◆ Problem description ◆
According to the article on rat hepatitis E cases in Hong Kong, on what date did the 74-year-old patient die?

◆ Extract ◆
################

Hong Kong has recorded three new cases of the rat hepatitis E infection in humans, health authorities have revealed, adding that one of the patients with an unspecified underlying illness had died.

The Centre for Health Protection (CHP) said on Tuesday night it was investigating three separate cases, each involving an elderly man with underlying liver function issue. The men lived in different districts, with one each in Kowloon City, Southern and Tuen Mun.

Kowloon City is beside Wong Tai Sin, where the two first two cases of the infection were reported in Hong Kong last year. The other districts are well apart from these two areas. The two cases last year were also the first reported in the world.

Health experts called the latest incidents “very significant”, showing transmission occurred from time to time in different parts of the city. One expert believed rat-to-human transmission was more likely than from person to person.

The Centre for Health Protection urged people to maintain personal hygiene. Photo: Handout

So far, the investigation has not been able to track down the source of the infections, but health chiefs ordered rat control measures to be stepped up in the districts.

In the latest incidents, the first two cases involved men, aged 81 and 67, who developed liver-related problems. Neither required admission to hospital. The 67-year-old travelled to Taiwan and South Korea during the incubation period.

A third man, 74, also developed liver problems. He was hospitalised over an unspecified underlying illness and died on May 4.

“Based on the available epidemiological information, the source and the route of infection could not be determined [in the three cases]. The CHP's investigation is ongoing,” a spokesman said.

The centre urged the public to be vigilant against hepatitis E and “strictly observe good personal, food and environmental hygiene”.

Hepatitis is an inflammation of the liver and in most cases is caused by viruses.

In September last year, Hong Kong reported the world’s first case of a human infected with the rat hepatitis E virus. The patient was a 56-year-old man living in Choi Wan Estate in Wong Tai Sin.

################

◆ Provided data ◆
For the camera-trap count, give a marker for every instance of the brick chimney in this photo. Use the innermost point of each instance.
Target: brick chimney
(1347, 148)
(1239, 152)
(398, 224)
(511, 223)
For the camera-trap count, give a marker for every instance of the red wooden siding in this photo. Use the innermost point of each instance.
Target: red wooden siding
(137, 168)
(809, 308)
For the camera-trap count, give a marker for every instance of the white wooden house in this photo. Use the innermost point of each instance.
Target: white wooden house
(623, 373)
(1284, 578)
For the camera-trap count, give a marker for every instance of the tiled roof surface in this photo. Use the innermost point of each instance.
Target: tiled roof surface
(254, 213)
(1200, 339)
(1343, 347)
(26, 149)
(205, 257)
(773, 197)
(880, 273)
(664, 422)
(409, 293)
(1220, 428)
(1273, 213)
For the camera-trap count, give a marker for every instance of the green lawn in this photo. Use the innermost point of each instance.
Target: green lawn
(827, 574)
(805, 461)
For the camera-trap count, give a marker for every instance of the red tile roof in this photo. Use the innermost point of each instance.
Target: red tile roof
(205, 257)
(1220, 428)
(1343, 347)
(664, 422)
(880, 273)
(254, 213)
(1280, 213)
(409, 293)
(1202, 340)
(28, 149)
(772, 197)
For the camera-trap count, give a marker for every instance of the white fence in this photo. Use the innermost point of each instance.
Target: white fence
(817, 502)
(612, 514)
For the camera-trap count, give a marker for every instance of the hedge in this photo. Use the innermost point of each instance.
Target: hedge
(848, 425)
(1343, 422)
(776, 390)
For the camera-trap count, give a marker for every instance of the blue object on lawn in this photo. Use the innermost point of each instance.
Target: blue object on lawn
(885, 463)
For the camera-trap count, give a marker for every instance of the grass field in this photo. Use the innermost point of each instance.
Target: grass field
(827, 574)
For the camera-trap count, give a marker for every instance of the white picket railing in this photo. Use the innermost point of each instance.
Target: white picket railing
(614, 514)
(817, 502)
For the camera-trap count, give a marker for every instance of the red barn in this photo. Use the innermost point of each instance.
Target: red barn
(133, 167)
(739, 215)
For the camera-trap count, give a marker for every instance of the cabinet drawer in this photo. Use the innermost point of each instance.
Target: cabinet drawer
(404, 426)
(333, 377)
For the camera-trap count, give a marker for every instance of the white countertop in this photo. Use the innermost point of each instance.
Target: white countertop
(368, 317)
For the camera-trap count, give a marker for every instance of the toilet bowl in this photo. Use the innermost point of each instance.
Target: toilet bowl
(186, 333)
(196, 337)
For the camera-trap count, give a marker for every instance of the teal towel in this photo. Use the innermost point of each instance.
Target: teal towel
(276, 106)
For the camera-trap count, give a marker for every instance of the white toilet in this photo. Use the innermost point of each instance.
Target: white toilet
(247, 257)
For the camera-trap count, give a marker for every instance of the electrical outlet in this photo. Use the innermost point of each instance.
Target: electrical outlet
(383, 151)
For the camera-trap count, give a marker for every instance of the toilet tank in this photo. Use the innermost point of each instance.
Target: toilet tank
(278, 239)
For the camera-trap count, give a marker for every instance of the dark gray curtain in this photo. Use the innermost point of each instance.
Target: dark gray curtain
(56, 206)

################

◆ Response to this task ◆
May 4